▶ [Your objective] Count the lines in the listing below that contain the string "cloud", where case matters. How many are there? Reply with the number alone.

▶ [Entries supplied]
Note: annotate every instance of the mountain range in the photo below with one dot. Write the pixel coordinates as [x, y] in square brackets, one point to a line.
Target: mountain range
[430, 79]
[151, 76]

...

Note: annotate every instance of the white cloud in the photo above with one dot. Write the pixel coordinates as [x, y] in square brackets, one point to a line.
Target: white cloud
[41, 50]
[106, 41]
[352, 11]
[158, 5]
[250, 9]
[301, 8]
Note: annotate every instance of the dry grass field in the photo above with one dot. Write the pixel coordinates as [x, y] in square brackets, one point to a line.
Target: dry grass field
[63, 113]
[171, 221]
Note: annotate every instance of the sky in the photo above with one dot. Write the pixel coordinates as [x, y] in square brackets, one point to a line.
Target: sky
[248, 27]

==

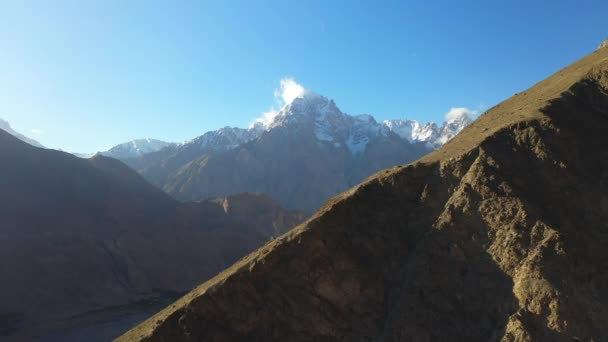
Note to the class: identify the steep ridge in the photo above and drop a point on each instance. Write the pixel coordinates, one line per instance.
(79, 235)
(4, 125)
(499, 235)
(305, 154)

▶ [Task result] 2